Detection data
• • •

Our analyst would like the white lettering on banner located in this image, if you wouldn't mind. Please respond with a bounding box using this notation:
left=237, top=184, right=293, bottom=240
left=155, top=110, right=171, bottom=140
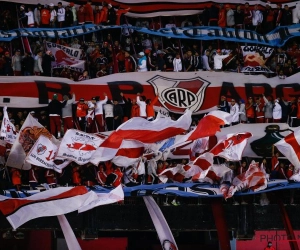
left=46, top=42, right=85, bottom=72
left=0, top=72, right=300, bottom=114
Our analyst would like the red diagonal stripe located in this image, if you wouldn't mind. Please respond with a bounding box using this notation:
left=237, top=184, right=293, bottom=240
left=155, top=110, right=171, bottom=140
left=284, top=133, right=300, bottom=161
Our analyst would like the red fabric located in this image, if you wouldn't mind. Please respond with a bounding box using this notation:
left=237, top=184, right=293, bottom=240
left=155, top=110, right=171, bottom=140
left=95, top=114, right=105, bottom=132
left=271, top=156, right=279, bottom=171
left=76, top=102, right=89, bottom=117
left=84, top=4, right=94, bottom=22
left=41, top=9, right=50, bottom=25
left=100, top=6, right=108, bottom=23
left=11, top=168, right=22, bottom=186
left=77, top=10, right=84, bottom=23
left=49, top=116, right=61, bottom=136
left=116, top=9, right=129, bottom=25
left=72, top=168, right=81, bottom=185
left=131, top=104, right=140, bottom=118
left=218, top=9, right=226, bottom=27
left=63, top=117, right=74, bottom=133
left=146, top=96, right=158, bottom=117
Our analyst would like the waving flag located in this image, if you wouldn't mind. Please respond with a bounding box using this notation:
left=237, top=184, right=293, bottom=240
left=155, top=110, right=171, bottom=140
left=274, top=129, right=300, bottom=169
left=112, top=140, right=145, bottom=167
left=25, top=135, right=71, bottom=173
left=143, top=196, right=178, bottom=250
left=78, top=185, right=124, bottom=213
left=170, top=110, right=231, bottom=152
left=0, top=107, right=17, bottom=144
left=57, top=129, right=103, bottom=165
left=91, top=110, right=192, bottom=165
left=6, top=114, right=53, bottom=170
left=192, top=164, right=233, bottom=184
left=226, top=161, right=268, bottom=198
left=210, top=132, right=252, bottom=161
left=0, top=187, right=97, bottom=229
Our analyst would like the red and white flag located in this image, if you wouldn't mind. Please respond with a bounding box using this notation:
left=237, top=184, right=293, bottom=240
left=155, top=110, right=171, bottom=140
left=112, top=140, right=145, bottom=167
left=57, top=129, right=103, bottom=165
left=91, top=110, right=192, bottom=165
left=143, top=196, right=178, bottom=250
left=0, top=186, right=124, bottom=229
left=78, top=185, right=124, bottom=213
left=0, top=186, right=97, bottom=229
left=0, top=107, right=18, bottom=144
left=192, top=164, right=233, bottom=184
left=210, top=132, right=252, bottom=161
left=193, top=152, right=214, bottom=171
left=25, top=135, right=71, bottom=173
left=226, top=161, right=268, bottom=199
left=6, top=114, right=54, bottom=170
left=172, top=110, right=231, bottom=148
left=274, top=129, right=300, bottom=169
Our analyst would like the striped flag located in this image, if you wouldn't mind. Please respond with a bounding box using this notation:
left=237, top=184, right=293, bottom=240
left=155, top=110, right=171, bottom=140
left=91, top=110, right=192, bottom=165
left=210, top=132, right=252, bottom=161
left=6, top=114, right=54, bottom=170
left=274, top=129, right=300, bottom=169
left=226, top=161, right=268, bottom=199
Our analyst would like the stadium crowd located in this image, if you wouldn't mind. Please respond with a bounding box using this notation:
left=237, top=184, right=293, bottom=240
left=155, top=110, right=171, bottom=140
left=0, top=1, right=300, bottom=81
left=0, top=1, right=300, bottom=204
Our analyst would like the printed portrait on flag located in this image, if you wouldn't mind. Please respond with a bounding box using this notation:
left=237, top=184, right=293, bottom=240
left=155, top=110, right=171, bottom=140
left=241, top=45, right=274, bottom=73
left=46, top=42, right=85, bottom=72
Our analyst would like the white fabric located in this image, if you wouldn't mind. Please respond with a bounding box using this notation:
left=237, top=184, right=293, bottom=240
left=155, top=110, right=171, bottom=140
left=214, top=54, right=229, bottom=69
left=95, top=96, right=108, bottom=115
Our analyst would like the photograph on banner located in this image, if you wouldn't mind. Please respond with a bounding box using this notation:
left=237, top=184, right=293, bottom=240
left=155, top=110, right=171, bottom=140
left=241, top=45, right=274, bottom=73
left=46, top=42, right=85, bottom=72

• • •

Reproduce the data above line for line, leaving out the pictures.

■ **Worked answer**
Our analyst would like the white lettering on banner located in this image, if you wouldn't mind. Please respond with a bounding box using this notation:
left=237, top=184, right=293, bottom=240
left=155, top=110, right=171, bottom=140
left=46, top=42, right=85, bottom=72
left=0, top=72, right=300, bottom=114
Our analyst would like the red diagonal stripe located in this image, if you wouldn't mind. Please respond with a bounding box using this notation:
left=237, top=184, right=293, bottom=240
left=155, top=110, right=171, bottom=140
left=284, top=133, right=300, bottom=161
Our analyst would like the red fabric located in this image, if you wouldn't mind. Please respond with a bounding box using this notation:
left=237, top=184, right=293, bottom=240
left=155, top=110, right=171, bottom=140
left=95, top=114, right=105, bottom=132
left=271, top=156, right=279, bottom=171
left=76, top=102, right=89, bottom=117
left=84, top=4, right=94, bottom=22
left=41, top=9, right=50, bottom=25
left=100, top=6, right=108, bottom=23
left=11, top=168, right=22, bottom=186
left=77, top=10, right=84, bottom=23
left=49, top=116, right=61, bottom=136
left=116, top=9, right=129, bottom=25
left=72, top=168, right=81, bottom=185
left=131, top=104, right=140, bottom=118
left=218, top=9, right=226, bottom=27
left=63, top=117, right=74, bottom=133
left=146, top=96, right=158, bottom=117
Our analyst would like the waving flag located in this image, if you wouldn't mind. Please respond with a bounding box using this notation:
left=237, top=184, right=293, bottom=240
left=155, top=110, right=171, bottom=140
left=274, top=129, right=300, bottom=169
left=112, top=140, right=145, bottom=167
left=25, top=135, right=71, bottom=173
left=143, top=196, right=178, bottom=250
left=78, top=185, right=124, bottom=213
left=170, top=110, right=231, bottom=152
left=0, top=107, right=17, bottom=144
left=57, top=129, right=103, bottom=165
left=91, top=110, right=192, bottom=165
left=6, top=114, right=53, bottom=170
left=192, top=164, right=233, bottom=184
left=226, top=161, right=268, bottom=198
left=210, top=132, right=252, bottom=161
left=0, top=187, right=97, bottom=229
Our analyst would like the red and white flag located in this image, if you wouldn't mind. Please respond with a bounding box using this notation:
left=237, top=184, right=293, bottom=240
left=155, top=110, right=171, bottom=140
left=112, top=140, right=145, bottom=167
left=57, top=129, right=103, bottom=165
left=91, top=110, right=192, bottom=165
left=143, top=196, right=178, bottom=250
left=0, top=186, right=124, bottom=229
left=78, top=185, right=124, bottom=213
left=0, top=186, right=97, bottom=229
left=0, top=107, right=18, bottom=144
left=192, top=164, right=233, bottom=184
left=210, top=132, right=252, bottom=161
left=193, top=152, right=214, bottom=171
left=25, top=135, right=71, bottom=173
left=226, top=161, right=268, bottom=199
left=6, top=114, right=54, bottom=170
left=172, top=110, right=231, bottom=148
left=274, top=129, right=300, bottom=169
Our analyst would like the striped flag located in this image, if you wouldn't mind. Please respond with a bounding box using this notation:
left=237, top=184, right=293, bottom=240
left=155, top=110, right=171, bottom=140
left=91, top=110, right=192, bottom=165
left=210, top=132, right=252, bottom=161
left=6, top=114, right=54, bottom=170
left=274, top=129, right=300, bottom=169
left=226, top=161, right=268, bottom=199
Our analyst would like the stadium crowd located in this image, if you wouldn't mind. Please respond with a bounding box using this notation:
left=237, top=184, right=293, bottom=240
left=155, top=110, right=171, bottom=140
left=0, top=1, right=300, bottom=81
left=0, top=1, right=300, bottom=204
Our analyst would like the printed portrait on flag located in this image, if you wouldn't mind. Please respond with a bounding box using this notation:
left=237, top=184, right=293, bottom=240
left=155, top=110, right=171, bottom=140
left=241, top=45, right=274, bottom=73
left=46, top=42, right=85, bottom=72
Our analyst would like the white fabric located in this image, if you wouldn't mind. Please respond with a bounding box using this notation:
left=237, top=184, right=293, bottom=240
left=155, top=110, right=171, bottom=140
left=214, top=54, right=229, bottom=69
left=95, top=96, right=108, bottom=115
Our analyst would like the photograph on banner located in this image, if you wouldn't mind. Please respond with a bounding box using this notation:
left=237, top=184, right=293, bottom=240
left=155, top=110, right=171, bottom=140
left=241, top=45, right=274, bottom=73
left=46, top=42, right=85, bottom=72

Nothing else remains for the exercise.